## REQUIRED WORK
A – Answer these from the resort thread:
(i) What was e.bram drinking on the terrace while the sun set?
(ii) Which cell carriers do Glynda and her husband use?
(iii) Where are both of Joe33426's units located relative to the office?
B – Can you write the next part of the resort thread, starting after its last sentence?

## TEXT TO READ
::::::::::

When I was there in April, we stayed in a 2 bedroom unit. They had a very rough winter weather wise and we're doing repairs on some of the Units, roofs, inside leaks etc, there were photos in the main office of the giant snow drifts all around the resort. The unit we were in was very nice, others were staying nearby but some units were not occupied because of the damage the winter storms caused. I would speak to the manager and get moved to a nicer unit, totally unacceptable for them to put you in that one.
Silentg


----------



## e.bram

We have been at Surfside in Falmouth this week. My wife said stove was a little dirty, everything else fine. I am sitting on the terrace now with a glass of white Merlot  watch and listening the waves breaking on the beach and the sun setting. nothing could be better. This morning I was doing the same with a cup of coffee watching the sun rise.


----------



## Glynda

*Problems at BG*

I would definitely complain to the manager about the unit.  We were in two bedroom one level units in May of 2014 and June of this year, 2015.  We didn't have the problems Joe describes, though the coffee maker was past needing to be replaced.  As for the wifi, we did not have problems.  Also, my husband has T-Mobile and I have Verizon.  Neither of us experienced problems while at Brewster Green.  We were in the units at the back along the golf course in the same area as the office.  We were on RCI weeks exchange. 

So sorry this is happening to you, Joe!


----------



## Joe33426

Glynda said:


> I would definitely complain to the manager about the unit.  We were in two bedroom one level units in May of 2014 and June of this year, 2015.  We didn't have the problems Joe describes, though the coffee maker was past needing to be replaced.  As for the wifi, we did not have problems.  Also, my husband has T-Mobile and I have Verizon.  Neither of us experienced problems while at Brewster Green.  We were in the units at the back along the golf course in the same area as the office.  We were on RCI weeks exchange.
> 
> So sorry this is happening to you, Joe!



Hi Glynda,

I definitely have mixed feelings about the resort.  We had a first good stay in 2014 and now this year not so much.  I think I will mention things to the manager when we check out.  I posted just in case someone searches for posts on the resort so that they know that units vary in condition.  

As far as the Internet and cell phone reception, I think this is very location dependent at the resort.  Both units we've stayed in here have very poor Internet and cellphone reception.  But both units are very far away from the office area.

::::::::::

## MATERIAL
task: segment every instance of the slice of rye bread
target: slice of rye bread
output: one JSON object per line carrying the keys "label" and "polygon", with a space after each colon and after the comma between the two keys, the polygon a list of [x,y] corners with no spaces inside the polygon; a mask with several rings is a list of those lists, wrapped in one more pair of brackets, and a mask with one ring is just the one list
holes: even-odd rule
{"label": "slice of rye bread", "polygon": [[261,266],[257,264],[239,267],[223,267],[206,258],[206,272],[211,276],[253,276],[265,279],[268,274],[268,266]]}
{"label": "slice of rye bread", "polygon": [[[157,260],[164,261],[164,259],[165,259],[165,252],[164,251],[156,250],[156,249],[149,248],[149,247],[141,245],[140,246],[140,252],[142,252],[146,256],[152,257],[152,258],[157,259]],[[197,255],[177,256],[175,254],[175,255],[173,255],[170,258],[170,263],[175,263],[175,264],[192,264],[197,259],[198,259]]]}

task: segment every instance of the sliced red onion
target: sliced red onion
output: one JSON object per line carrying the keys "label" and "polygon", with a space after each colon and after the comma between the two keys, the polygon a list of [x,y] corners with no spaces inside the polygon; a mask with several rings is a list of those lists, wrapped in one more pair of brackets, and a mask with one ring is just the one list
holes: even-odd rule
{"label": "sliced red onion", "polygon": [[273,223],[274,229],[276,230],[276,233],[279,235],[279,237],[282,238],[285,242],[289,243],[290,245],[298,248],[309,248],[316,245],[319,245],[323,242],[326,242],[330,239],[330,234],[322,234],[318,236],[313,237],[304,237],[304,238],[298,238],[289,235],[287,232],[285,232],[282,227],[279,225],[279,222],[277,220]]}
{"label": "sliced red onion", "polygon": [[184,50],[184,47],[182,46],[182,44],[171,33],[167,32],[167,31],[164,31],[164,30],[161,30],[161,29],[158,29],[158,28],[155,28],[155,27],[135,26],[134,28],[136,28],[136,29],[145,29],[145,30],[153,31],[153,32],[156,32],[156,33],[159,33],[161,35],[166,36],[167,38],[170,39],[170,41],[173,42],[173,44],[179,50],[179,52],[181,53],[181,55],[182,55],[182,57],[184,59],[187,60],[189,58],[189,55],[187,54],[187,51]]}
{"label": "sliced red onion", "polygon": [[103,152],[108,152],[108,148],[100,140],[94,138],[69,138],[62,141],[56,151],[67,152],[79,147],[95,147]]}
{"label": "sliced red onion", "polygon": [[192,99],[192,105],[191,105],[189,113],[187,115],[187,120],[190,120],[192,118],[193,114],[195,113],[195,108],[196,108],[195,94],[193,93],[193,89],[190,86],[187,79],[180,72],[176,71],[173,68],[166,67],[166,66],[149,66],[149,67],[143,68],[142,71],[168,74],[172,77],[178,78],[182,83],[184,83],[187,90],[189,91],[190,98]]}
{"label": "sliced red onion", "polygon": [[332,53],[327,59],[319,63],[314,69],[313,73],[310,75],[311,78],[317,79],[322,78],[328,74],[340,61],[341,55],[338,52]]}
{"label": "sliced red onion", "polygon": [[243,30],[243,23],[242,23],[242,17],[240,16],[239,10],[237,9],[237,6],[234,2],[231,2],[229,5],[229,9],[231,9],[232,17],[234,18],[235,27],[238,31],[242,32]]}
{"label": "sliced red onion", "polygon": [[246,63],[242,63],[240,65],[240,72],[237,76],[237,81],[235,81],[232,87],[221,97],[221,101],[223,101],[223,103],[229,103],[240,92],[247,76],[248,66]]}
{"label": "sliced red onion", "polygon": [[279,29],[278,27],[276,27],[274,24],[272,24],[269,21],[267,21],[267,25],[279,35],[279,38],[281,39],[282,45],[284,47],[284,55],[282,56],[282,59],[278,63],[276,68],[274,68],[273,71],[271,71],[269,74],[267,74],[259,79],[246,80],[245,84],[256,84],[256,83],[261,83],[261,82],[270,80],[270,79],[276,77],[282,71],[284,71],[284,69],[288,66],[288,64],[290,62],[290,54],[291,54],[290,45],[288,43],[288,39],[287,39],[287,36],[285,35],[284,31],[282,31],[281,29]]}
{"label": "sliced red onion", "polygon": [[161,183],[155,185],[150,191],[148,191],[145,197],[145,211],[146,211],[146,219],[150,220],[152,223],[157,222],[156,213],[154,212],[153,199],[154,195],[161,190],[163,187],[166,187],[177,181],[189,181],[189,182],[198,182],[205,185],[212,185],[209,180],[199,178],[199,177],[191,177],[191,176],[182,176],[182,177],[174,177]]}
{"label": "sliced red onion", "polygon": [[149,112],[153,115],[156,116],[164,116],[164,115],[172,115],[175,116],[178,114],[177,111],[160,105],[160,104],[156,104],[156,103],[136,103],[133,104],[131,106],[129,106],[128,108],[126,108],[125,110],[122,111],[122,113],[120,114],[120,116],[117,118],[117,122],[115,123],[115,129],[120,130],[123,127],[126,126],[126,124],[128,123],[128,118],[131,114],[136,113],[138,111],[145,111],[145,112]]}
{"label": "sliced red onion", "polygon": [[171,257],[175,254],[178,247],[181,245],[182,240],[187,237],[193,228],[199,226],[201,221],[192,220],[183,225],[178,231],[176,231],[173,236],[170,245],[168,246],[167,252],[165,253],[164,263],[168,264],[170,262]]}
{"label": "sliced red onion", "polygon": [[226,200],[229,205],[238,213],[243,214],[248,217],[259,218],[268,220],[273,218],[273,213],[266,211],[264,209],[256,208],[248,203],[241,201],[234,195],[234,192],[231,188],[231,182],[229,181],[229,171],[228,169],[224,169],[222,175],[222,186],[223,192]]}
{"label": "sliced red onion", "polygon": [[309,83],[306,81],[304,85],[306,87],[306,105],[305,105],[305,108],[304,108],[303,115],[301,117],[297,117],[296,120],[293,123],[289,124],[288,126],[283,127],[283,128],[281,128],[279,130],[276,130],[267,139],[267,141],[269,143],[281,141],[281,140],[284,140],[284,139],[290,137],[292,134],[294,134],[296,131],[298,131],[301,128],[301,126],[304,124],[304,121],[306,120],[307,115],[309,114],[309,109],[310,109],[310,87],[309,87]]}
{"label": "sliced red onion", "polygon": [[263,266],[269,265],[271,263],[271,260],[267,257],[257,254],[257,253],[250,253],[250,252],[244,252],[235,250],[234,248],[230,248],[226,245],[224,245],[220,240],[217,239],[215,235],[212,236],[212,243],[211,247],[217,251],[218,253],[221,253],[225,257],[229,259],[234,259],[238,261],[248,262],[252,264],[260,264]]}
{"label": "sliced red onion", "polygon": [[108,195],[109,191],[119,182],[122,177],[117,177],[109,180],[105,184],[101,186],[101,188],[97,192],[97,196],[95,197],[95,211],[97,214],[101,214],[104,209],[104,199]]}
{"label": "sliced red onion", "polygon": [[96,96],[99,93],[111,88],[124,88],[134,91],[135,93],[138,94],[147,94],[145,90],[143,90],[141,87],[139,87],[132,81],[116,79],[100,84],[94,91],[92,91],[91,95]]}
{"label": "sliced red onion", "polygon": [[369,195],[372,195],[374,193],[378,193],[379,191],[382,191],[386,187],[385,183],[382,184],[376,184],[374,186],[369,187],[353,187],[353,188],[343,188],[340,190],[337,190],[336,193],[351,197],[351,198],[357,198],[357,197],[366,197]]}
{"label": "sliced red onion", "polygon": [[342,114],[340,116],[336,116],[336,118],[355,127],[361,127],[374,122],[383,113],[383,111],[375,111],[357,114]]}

::::::::::

## ANSWERS FOR THE TASKS
A –
(i) A glass of white Merlot.
(ii) Her husband has T-Mobile and she has Verizon.
(iii) Very far away from the office area.

B –
My sister actually lived on the same road as the resort for about 5 or 6 years and I've had her on my family share plan on both Verizon and T-mo and she's had poor reception on both services (across a variety of phones).  

I'm sure the Internet isn't a big deal for many on vacation, but I usually work about 1-2 hours every day when on vacation.  I have a lot of flexibility in my schedule, so I don't mind working while on vacation (mostly responding to emails, etc.).  But I've been known to do "real" work on vacation, so a good Internet connection is really important to me.  

Joe


----------



## medsed

We just stayed at ocean edge...also in Brewster.  We have AT&T and we had terrible reception.  I don't think it has to do with the resorts so much as the location.  Hubby has family there so we have been to the Cape and just off Cape (Mattapoisett) many, many times and reception varies from just OK to non existent depending on where we are.


----------



## Glynda

*Understood!*



Joe33426 said:


> Hi Glynda,
> 
> I definitely have mixed feelings about the resort.  We had a first good stay in 2014 and now this year not so much.  I think I will mention things to the manager when we check out.  I posted just in case someone searches for posts on the resort so that they know that units vary in condition.
> 
> As far as the Internet and cell phone reception, I think this is very location dependent at the resort.  Both units we've stayed in here have very poor Internet and cellphone reception.  But both units are very far away from the office area.
> 
> My sister actually lived on the same road as the resort for about 5 or 6 years and I've had her on my family share plan on both Verizon and T-mo and she's had poor reception on both services (across a variety of phones).
> 
> I'm sure the Internet isn't a big deal for many on vacation, but I usually work about 1-2 hours every day when on vacation.  I have a lot of flexibility in my schedule, so I don't mind working while on vacation (mostly responding to emails, etc.).  But I've been known to do "real" work on vacation, so a good Internet connection is really important to me.
> 
> Joe




I do think the units vary as well.  Our unit this year was two down from our unit last year and was a bit nicer than the former.  We were able to confirm that in that we spent two extra nights this year and they moved us back to last year's unit.  Both were clean and comfy but one somewhat nicer than the other.  Outside actually needs more attention on the buildings than inside on that row. If they would do some sliding glass door repairs, landscaping, replace grills and brush off spider webs under the eaves, etc. the place would look a lot better!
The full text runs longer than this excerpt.